• **Activity**: Each line at or after the one containing "[spot] the speckled glaze" should be transcribed exactly, up to and including the final line of the data.

Referring expression data:
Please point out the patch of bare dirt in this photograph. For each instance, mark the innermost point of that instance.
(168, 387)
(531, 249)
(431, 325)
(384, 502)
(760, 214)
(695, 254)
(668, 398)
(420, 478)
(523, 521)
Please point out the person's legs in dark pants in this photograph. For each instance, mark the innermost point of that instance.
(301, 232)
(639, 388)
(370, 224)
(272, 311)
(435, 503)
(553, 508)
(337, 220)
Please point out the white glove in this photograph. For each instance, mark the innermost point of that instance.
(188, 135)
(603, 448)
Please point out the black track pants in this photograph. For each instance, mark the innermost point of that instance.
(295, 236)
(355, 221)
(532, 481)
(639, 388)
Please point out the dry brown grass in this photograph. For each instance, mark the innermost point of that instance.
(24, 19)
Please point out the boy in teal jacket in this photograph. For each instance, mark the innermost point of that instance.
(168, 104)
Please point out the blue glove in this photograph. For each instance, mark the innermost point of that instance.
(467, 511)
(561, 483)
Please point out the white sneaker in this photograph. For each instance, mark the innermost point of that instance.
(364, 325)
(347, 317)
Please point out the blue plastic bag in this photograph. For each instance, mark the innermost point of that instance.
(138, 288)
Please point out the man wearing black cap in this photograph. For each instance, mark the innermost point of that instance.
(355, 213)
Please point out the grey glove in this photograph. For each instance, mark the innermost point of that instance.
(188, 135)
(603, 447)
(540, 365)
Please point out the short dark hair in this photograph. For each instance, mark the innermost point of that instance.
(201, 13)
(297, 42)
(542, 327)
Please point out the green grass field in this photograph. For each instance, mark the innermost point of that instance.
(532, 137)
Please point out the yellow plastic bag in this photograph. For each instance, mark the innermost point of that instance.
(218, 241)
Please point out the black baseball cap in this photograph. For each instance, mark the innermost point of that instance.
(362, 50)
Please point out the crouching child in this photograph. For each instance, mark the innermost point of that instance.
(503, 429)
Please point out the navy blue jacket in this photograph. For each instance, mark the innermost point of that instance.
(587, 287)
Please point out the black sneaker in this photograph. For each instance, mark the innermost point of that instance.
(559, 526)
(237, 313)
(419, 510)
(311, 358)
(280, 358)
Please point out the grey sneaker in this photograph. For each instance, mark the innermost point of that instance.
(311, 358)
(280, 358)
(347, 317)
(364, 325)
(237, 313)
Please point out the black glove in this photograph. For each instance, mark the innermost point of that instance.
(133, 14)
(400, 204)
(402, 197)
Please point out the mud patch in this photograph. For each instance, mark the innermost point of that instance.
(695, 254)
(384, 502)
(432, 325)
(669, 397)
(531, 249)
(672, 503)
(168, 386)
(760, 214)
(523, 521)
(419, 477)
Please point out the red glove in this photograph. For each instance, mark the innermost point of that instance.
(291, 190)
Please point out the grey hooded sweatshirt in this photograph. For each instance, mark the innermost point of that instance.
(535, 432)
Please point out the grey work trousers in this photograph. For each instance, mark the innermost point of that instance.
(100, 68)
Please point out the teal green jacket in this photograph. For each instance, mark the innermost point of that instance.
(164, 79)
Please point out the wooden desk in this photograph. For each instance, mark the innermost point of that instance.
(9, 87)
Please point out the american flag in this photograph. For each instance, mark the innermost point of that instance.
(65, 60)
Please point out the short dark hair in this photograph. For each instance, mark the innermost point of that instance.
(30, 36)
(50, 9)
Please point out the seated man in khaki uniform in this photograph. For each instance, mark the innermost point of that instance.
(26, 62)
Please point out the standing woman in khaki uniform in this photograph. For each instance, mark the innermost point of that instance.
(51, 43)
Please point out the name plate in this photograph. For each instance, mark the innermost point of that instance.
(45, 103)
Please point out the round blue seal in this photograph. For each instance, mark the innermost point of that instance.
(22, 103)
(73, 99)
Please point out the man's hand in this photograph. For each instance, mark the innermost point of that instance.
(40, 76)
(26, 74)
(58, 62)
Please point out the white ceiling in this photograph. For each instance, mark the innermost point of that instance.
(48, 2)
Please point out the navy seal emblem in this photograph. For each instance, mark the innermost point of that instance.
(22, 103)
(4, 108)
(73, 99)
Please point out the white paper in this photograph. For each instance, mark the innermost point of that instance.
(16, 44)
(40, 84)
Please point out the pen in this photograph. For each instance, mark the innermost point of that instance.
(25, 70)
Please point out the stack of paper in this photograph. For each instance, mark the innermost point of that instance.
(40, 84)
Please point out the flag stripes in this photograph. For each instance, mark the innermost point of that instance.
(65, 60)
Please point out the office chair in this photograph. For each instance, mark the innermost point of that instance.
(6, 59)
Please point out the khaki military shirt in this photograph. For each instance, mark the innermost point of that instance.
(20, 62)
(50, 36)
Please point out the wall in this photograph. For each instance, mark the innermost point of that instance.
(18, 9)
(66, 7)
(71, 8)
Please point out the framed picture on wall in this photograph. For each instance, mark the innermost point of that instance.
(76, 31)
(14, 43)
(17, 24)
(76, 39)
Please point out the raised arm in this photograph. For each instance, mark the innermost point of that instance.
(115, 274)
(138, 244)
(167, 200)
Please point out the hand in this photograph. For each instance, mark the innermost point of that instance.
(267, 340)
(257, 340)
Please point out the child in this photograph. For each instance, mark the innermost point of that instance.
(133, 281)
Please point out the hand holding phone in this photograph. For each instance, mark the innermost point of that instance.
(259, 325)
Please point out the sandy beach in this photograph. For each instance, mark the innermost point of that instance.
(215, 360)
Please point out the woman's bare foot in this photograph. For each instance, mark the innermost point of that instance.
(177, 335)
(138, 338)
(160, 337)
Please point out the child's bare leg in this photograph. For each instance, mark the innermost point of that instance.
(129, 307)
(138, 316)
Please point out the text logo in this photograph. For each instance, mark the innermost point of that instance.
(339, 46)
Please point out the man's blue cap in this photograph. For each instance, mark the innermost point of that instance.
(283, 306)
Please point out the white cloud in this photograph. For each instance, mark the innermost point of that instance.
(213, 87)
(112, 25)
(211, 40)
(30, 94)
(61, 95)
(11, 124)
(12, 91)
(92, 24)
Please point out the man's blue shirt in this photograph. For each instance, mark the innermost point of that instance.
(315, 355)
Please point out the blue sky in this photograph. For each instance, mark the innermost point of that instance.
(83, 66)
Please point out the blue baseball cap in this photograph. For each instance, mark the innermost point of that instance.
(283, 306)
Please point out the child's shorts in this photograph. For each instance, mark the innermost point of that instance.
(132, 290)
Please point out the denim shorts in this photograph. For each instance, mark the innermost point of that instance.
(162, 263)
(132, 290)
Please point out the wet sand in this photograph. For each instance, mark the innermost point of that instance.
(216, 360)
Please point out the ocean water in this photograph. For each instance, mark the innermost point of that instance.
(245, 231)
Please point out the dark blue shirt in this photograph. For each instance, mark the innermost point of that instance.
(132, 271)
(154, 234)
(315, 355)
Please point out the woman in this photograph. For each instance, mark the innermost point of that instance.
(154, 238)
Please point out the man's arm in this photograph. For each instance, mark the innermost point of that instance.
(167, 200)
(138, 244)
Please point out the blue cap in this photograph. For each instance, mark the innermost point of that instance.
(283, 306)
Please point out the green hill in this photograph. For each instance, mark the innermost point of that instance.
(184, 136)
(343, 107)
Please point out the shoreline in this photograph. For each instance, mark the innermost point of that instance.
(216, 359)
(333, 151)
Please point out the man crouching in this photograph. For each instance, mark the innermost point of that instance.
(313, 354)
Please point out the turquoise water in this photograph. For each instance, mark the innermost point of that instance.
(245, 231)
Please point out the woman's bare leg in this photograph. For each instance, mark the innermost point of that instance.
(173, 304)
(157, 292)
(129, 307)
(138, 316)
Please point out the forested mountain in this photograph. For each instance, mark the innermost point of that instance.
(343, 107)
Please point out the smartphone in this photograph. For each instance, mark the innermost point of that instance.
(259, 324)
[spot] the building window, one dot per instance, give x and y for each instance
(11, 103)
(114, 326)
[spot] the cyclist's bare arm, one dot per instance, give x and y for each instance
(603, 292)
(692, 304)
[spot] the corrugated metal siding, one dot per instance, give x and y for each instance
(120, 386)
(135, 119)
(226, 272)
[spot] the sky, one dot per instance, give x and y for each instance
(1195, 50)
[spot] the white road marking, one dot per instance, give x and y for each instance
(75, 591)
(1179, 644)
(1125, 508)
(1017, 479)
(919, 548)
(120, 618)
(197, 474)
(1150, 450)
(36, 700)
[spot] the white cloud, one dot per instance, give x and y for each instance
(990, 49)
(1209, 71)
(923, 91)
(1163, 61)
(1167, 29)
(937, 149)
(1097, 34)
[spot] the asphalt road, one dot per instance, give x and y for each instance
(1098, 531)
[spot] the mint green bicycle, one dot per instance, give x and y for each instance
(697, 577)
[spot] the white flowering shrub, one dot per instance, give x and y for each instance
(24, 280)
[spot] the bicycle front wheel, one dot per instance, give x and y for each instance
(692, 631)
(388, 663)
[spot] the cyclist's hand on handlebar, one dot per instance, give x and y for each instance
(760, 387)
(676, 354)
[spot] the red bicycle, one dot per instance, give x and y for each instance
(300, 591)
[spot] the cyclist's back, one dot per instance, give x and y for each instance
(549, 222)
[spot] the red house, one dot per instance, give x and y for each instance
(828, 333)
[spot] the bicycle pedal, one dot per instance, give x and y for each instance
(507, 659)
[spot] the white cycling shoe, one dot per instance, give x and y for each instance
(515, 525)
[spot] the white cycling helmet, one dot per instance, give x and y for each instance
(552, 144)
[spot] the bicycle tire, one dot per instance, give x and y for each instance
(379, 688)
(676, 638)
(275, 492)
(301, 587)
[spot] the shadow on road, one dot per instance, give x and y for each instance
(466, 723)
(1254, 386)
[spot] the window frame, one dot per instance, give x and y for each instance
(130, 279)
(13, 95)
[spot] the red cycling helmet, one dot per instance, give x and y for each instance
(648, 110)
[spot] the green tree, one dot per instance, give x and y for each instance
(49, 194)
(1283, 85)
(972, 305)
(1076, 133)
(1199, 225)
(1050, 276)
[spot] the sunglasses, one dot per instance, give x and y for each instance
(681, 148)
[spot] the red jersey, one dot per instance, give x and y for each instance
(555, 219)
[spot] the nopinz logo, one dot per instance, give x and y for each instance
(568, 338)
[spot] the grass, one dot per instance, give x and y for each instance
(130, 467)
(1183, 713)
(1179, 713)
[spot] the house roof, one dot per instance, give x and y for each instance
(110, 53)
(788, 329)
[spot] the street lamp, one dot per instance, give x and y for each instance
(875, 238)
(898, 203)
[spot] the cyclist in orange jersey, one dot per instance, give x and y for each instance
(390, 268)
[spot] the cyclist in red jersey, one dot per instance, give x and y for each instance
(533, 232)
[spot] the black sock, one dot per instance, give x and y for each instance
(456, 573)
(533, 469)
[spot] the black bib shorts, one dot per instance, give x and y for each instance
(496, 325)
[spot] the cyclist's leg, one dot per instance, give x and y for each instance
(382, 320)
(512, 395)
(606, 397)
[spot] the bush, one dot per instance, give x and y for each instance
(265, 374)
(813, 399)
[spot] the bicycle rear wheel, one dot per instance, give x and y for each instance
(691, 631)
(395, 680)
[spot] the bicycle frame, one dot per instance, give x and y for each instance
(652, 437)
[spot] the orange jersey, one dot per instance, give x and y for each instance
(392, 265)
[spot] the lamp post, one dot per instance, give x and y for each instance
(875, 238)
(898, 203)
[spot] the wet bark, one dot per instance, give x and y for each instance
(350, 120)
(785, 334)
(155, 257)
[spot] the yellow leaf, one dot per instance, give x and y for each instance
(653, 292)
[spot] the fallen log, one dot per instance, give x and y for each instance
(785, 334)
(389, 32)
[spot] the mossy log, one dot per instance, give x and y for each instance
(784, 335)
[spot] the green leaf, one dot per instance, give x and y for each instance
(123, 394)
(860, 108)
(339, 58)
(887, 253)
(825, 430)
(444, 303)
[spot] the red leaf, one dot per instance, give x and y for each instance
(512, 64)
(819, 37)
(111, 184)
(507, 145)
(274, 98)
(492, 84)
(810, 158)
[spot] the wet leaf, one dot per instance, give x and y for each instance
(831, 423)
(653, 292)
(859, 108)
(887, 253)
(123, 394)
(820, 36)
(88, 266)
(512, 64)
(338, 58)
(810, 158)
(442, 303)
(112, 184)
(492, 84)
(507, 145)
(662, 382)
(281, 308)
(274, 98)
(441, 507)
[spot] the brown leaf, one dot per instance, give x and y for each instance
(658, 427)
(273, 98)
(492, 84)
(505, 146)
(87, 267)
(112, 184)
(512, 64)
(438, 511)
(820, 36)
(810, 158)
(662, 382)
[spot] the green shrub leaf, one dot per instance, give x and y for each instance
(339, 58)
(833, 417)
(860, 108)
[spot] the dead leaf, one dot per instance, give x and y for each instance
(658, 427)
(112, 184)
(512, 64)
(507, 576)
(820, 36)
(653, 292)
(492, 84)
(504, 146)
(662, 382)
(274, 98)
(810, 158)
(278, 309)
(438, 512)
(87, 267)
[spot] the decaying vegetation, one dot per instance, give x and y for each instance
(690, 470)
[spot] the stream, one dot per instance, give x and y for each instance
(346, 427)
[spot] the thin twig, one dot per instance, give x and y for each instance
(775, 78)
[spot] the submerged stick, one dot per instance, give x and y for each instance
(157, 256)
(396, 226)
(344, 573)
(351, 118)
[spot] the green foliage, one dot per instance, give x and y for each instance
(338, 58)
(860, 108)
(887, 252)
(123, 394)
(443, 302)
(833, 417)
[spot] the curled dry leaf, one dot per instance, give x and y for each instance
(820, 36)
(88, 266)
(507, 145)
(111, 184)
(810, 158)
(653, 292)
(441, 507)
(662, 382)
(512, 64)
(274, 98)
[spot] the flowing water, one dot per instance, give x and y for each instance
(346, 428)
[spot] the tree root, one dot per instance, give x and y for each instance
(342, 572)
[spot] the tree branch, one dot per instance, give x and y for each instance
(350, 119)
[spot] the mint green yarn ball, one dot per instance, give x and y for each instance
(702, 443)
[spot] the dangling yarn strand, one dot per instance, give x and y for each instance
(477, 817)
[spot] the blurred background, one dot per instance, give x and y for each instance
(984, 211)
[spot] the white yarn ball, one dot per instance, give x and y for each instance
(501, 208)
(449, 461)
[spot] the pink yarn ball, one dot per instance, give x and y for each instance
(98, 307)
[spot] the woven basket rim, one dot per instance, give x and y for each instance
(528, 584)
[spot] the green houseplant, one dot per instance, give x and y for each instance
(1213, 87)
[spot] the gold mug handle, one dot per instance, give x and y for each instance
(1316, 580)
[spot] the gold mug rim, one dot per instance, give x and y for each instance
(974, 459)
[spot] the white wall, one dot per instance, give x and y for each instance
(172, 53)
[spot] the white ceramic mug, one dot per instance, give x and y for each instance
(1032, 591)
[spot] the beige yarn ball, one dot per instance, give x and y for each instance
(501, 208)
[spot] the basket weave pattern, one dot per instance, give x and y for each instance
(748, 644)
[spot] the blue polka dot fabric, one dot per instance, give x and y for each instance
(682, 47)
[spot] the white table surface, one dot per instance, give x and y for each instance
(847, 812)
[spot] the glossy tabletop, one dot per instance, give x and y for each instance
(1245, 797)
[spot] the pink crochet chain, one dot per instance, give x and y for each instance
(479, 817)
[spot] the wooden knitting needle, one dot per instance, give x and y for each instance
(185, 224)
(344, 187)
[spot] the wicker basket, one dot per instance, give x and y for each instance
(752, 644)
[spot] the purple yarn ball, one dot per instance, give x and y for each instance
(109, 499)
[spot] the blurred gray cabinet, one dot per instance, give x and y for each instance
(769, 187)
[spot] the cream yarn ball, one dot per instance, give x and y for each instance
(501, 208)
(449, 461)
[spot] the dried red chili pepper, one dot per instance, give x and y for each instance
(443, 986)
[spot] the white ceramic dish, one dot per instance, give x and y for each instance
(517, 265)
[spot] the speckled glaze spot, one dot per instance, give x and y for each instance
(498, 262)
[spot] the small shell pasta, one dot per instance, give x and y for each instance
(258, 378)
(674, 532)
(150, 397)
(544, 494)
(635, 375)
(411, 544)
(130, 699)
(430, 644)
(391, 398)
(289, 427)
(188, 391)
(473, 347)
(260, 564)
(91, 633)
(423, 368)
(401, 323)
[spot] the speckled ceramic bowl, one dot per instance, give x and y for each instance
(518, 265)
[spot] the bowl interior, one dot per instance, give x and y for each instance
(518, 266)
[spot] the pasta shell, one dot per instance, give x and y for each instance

• **Answer**:
[spot] the speckled glaze spot, one dot per instance, give x and y for each instance
(498, 262)
[spot] the small shell pasta, one dot per instance, give x and y for each instance
(258, 378)
(674, 532)
(150, 397)
(544, 494)
(635, 375)
(411, 544)
(130, 699)
(430, 644)
(391, 398)
(289, 427)
(188, 391)
(473, 347)
(260, 564)
(91, 633)
(423, 368)
(401, 323)
[spot] the speckled ceramic bowl, one dot per instance, give x and y for each instance
(518, 265)
[spot] the bowl interior, one dot per instance, give x and y for each instance
(518, 266)
[spot] the pasta shell, one dot per instance, give x and y for each instance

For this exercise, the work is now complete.